**YOUR OBJECTIVE**
Each line of the data below that includes the string "water" must be copied.

[Referring expression data]
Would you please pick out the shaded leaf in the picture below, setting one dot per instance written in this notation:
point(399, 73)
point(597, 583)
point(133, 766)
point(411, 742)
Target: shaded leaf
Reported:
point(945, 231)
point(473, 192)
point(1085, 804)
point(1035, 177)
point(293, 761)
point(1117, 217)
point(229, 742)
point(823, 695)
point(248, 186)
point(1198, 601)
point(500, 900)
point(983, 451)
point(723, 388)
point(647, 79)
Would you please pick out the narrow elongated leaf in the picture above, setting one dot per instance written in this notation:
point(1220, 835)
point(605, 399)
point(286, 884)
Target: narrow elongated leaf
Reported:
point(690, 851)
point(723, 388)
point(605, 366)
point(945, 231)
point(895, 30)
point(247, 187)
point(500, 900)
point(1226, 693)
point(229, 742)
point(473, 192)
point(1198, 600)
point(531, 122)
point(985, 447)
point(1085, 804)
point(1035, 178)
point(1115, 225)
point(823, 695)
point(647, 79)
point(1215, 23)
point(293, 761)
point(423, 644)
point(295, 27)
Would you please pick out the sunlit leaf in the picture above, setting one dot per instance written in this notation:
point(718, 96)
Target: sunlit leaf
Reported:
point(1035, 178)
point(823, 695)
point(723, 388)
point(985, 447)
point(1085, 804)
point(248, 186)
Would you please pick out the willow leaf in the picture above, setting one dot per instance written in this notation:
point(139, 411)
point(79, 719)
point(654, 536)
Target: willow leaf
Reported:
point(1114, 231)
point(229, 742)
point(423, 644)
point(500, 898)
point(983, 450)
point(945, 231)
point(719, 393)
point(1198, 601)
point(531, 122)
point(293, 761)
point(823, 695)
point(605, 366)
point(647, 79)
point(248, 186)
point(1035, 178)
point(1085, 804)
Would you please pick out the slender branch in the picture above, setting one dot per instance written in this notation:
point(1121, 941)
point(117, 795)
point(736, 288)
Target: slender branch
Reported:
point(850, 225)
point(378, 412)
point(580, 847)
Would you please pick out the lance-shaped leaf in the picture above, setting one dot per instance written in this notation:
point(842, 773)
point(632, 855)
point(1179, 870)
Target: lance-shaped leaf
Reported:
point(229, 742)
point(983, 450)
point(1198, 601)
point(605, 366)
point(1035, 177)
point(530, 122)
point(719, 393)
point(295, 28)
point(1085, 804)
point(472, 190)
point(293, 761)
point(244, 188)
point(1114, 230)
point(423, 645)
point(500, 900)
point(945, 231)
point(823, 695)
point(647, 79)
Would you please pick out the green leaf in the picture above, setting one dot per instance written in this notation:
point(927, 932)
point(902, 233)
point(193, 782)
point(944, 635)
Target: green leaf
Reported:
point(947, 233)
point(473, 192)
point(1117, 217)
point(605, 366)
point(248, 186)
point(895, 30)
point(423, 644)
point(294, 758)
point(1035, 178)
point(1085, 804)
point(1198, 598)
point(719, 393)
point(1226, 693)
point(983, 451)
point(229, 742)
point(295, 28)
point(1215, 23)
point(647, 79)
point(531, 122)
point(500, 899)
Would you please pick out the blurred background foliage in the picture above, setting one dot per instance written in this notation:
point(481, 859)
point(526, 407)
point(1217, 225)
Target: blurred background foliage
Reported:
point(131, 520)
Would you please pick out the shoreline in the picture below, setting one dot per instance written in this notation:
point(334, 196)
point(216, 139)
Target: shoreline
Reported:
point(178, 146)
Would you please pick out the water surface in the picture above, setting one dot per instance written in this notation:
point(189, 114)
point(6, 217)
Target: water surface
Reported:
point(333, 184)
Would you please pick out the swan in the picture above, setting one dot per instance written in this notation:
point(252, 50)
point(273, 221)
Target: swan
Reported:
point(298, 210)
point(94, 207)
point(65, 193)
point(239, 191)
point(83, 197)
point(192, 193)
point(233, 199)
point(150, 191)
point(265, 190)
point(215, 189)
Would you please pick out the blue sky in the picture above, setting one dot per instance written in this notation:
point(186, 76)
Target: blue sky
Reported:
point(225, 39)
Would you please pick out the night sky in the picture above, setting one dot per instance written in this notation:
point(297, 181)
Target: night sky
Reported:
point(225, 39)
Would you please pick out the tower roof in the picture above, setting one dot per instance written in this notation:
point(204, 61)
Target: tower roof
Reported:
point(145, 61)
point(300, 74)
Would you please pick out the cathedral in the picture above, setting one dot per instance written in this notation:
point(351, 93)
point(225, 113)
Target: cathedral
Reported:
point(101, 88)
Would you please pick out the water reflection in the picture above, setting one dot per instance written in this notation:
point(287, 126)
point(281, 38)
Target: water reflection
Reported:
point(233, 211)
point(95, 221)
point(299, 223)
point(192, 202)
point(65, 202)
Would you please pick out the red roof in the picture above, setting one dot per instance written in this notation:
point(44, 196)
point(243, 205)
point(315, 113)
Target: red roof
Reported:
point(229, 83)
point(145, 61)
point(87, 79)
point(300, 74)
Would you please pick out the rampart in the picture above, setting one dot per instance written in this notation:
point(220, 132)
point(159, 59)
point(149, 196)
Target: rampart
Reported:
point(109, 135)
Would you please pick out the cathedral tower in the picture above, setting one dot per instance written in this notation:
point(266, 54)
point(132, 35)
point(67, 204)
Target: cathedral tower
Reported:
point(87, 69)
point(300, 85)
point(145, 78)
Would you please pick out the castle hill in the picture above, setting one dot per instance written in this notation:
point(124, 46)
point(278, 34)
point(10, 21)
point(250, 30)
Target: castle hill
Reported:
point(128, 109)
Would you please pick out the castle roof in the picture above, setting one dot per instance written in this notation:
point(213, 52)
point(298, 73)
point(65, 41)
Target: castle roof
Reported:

**SOLUTION**
Would you please pick out the water surface in the picture above, setting one dot per instance written in this notation:
Target: water surface
Would you please pick out the water reflection in the picture above, setting one dot per instance written in this notation:
Target: water reflection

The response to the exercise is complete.